═════ DATA FOR THIS EXERCISE

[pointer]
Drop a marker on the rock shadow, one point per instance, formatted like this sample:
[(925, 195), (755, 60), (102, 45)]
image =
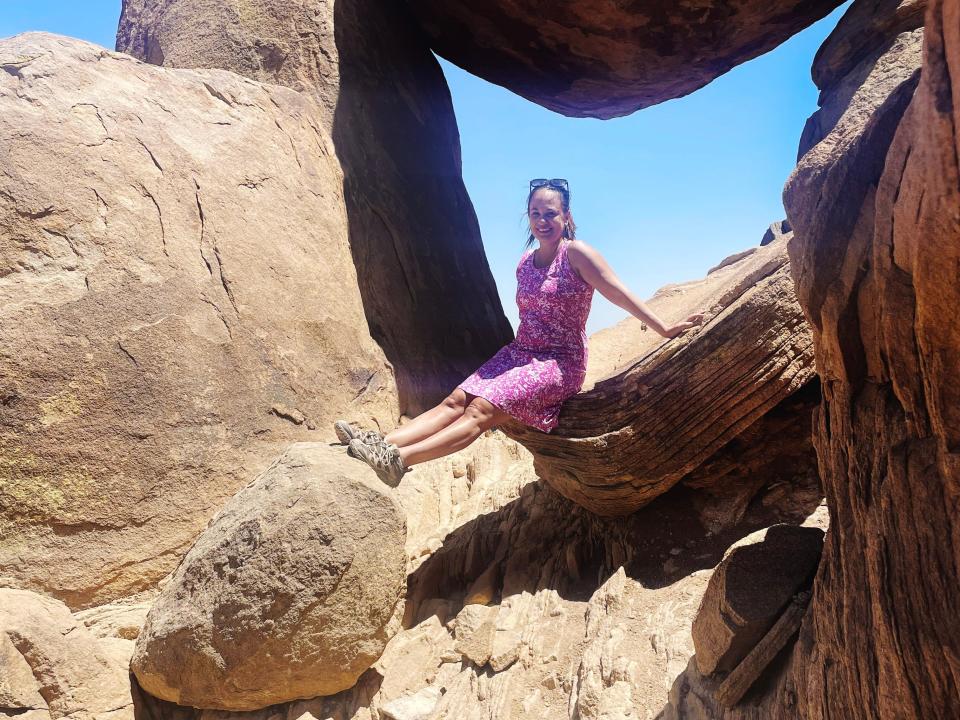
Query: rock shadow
[(541, 540), (427, 290)]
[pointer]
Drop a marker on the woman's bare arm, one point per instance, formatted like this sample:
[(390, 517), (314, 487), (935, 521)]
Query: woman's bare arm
[(595, 270)]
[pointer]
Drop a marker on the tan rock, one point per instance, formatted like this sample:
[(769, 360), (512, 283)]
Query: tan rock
[(749, 590), (474, 630), (115, 620), (413, 232), (288, 594), (67, 672), (606, 59), (418, 706), (174, 266), (633, 436), (18, 687)]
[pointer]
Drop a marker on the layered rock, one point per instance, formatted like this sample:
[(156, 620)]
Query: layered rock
[(177, 301), (552, 623), (875, 206), (748, 592), (51, 666), (288, 594), (879, 281), (608, 58), (636, 434), (429, 297)]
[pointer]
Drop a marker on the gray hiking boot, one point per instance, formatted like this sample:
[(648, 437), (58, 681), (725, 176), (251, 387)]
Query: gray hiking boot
[(383, 458), (347, 432)]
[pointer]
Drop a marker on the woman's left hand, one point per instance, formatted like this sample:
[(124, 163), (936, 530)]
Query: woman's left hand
[(694, 320)]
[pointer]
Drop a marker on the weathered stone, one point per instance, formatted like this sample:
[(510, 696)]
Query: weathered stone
[(608, 58), (473, 633), (748, 592), (428, 294), (288, 593), (776, 231), (633, 436), (18, 687), (418, 706), (67, 672), (173, 265), (115, 621), (879, 281), (773, 459)]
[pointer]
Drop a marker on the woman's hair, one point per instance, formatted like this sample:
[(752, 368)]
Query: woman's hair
[(569, 228)]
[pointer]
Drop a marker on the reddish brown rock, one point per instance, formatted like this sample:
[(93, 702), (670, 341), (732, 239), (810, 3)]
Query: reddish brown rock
[(428, 294), (634, 435), (605, 59), (749, 590), (876, 211), (177, 303), (879, 282)]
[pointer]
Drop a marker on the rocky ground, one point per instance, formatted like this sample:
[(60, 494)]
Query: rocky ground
[(757, 521)]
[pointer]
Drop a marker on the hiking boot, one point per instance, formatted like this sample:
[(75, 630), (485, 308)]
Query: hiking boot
[(347, 432), (383, 458)]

══════════

THE TASK =>
Reproduce all of the material above word for word, from the first line to the last, but leave the pictures out of your copy.

ANSWER TO THIS EXERCISE =>
[pointer]
Drop a marker on the rock shadow, one point per instance, formatted like this sample:
[(925, 195), (755, 60), (102, 45)]
image =
Query: rock shadow
[(541, 540), (427, 290)]
[pointer]
Drop a marker on the woman's bare arm, one point per instance, formatted like this sample:
[(390, 517), (314, 487), (935, 521)]
Query: woman's bare arm
[(595, 270)]
[pointer]
Drop a marker on the tan rock, one point per instance, formatted like this sample:
[(769, 360), (512, 283)]
Query: tan rock
[(749, 590), (474, 630), (115, 620), (413, 232), (288, 594), (67, 672), (606, 59), (418, 706), (174, 266), (633, 436), (18, 687)]
[pointer]
Drop a marker on the layered rock, one point per instance, formatted like this sample:
[(156, 620)]
Query: layered rock
[(177, 301), (552, 623), (875, 206), (748, 592), (51, 666), (288, 594), (879, 281), (608, 58), (636, 434), (429, 297)]
[pointer]
Drop a marker on the gray hiking boot, one point per instance, formatted like this sample:
[(648, 437), (58, 681), (725, 176), (251, 387)]
Query: gray hiking boot
[(383, 458), (347, 432)]
[pointer]
Drop a marker on the woman's left hand, one point per instance, formatted like this sample:
[(124, 163), (936, 530)]
Query: woman's left hand
[(694, 320)]
[pointer]
Drop a marker on the weathered stone, one point per instance, formatted like this sample:
[(510, 696)]
Query: weathered stone
[(608, 58), (473, 633), (748, 592), (428, 294), (288, 593), (776, 231), (633, 436), (18, 687), (418, 706), (67, 672), (173, 265), (115, 621), (879, 281), (773, 459)]
[pointer]
Drop a marker on the woman's hair, one point per instance, formatted like this sample:
[(752, 368)]
Query: woman's hair
[(569, 228)]
[pointer]
Drop a marker on the reddish brown rock, one point per instance, formatted like this sample:
[(93, 702), (670, 341), (732, 239), (810, 3)]
Query: reddish brown rock
[(428, 294), (634, 435), (605, 59), (749, 590), (876, 211), (177, 303), (879, 282)]
[pointer]
Drop a marker on the rocky ground, one point per instance, formatted like this sample:
[(60, 494)]
Query: rocky ground
[(757, 521)]
[pointer]
Drop a marker on the hiking boot, one point per instance, formatted like this sample:
[(75, 630), (485, 308)]
Query: hiking boot
[(347, 432), (383, 458)]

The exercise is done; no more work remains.